From the passage on New York City's safe and sick leave amendments, reproduce word for word the stretch starting at "Further, the proposed" and ending at "into the ESSTA.".

* _Quoted text_
## START

The collapsing of the TSCA into the ESSTA provides some consistency for employers who have struggled to synthesize these competing statutory schemes.
On September 25, 2025, the New York City Council took yet another step in expanding requirements for employers and broadening employee rights under the New York City Earned Safe and Sick Time Act (ESSTA).
The latest ESSTA amendments seek to mandate the front-loading of an additional 32 hours of unpaid safe and sick leave for employees upon hire and each calendar year thereafter, while eliminating employer obligations under the NYC Temporary Schedule Change Act (TSCA). In exchange for eliminating the TSCA requirements, the bill seeks to expand the list of eligible safe and sick time uses for leave under the ESSTA, including those personal events previously covered by the TSCA. The collapsing of the TSCA into the ESSTA provides some consistency for employers who have struggled to synthesize these competing statutory schemes.
Further, the proposed law would codify certain paid prenatal leave obligations and references recently outlined in our previous Alert directly into the ESSTA.
The bill currently sits on the mayor’s desk for signature. If signed into law, the bill would take effect 120 days later. In anticipation of the bill’s signature, below is a high-level summary of the additional rights employees will gain under the amended ESSTA, as well as the new compliance obligations that employers in New York City should anticipate incorporating into employee handbooks and policies.
New ESSTA Sick and Safe Leave Use Eligibility
The bill would transfer two categories of permissible safe and sick leave uses currently available under the TSCA to the ESSTA and establish new categories of leave.

## END

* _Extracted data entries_

## START

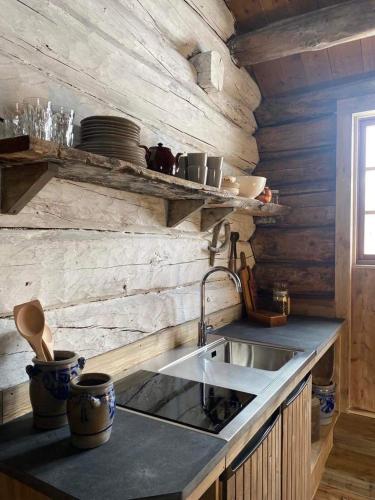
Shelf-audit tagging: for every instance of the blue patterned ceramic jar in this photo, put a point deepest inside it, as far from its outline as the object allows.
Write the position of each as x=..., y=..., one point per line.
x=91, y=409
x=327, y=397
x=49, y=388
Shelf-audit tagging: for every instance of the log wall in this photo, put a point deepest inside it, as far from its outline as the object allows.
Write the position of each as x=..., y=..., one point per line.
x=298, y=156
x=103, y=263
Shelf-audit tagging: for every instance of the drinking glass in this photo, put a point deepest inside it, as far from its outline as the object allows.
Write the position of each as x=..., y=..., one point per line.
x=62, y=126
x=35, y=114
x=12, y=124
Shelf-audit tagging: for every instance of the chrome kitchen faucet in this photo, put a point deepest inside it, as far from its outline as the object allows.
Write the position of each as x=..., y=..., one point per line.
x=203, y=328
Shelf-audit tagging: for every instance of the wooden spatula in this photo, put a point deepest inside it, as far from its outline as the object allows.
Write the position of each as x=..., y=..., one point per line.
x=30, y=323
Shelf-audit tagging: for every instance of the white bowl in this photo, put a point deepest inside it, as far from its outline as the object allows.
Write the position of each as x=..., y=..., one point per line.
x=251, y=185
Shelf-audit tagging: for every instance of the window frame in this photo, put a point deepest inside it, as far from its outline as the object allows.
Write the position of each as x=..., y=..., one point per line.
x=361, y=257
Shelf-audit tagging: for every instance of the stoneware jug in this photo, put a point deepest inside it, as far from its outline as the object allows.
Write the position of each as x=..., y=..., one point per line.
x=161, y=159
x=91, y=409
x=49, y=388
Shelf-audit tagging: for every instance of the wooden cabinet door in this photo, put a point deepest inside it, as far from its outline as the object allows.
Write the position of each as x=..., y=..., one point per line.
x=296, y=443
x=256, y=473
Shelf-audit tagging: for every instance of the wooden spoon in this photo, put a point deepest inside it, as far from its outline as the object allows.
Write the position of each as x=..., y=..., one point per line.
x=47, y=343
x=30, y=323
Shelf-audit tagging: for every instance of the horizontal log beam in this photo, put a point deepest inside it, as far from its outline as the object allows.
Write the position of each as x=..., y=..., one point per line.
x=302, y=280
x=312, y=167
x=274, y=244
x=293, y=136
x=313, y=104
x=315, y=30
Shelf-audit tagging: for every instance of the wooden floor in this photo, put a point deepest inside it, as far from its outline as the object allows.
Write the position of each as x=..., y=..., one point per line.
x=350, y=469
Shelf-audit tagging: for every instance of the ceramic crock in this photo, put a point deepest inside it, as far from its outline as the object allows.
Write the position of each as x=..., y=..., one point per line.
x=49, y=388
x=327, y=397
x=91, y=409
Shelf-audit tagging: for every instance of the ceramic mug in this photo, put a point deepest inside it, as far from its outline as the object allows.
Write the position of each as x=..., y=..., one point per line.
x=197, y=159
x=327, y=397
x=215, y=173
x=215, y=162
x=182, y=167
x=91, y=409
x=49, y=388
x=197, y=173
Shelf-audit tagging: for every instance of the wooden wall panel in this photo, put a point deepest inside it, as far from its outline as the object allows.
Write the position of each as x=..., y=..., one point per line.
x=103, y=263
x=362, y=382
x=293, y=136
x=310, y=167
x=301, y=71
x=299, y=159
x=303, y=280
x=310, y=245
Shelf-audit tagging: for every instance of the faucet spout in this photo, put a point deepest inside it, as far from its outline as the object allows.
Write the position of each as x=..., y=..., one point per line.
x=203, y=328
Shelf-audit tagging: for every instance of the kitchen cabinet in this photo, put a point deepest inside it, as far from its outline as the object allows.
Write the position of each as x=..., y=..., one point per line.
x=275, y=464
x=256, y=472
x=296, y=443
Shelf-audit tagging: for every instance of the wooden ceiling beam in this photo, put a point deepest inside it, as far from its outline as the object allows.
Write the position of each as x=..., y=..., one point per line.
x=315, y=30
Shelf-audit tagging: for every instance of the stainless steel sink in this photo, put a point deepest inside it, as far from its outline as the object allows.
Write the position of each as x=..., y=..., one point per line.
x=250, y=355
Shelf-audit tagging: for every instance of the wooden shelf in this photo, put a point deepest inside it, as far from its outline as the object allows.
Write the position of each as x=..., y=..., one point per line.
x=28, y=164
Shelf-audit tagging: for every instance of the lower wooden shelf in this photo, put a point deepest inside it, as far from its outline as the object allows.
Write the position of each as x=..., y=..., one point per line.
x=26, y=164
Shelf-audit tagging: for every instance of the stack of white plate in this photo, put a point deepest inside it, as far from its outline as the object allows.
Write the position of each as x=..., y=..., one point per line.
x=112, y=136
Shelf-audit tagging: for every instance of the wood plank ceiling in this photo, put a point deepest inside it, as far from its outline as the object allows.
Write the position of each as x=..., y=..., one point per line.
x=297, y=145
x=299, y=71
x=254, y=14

## END

* _Exercise result_
Further, the proposed law would codify certain paid prenatal leave obligations and references recently outlined in our previous Alert directly into the ESSTA.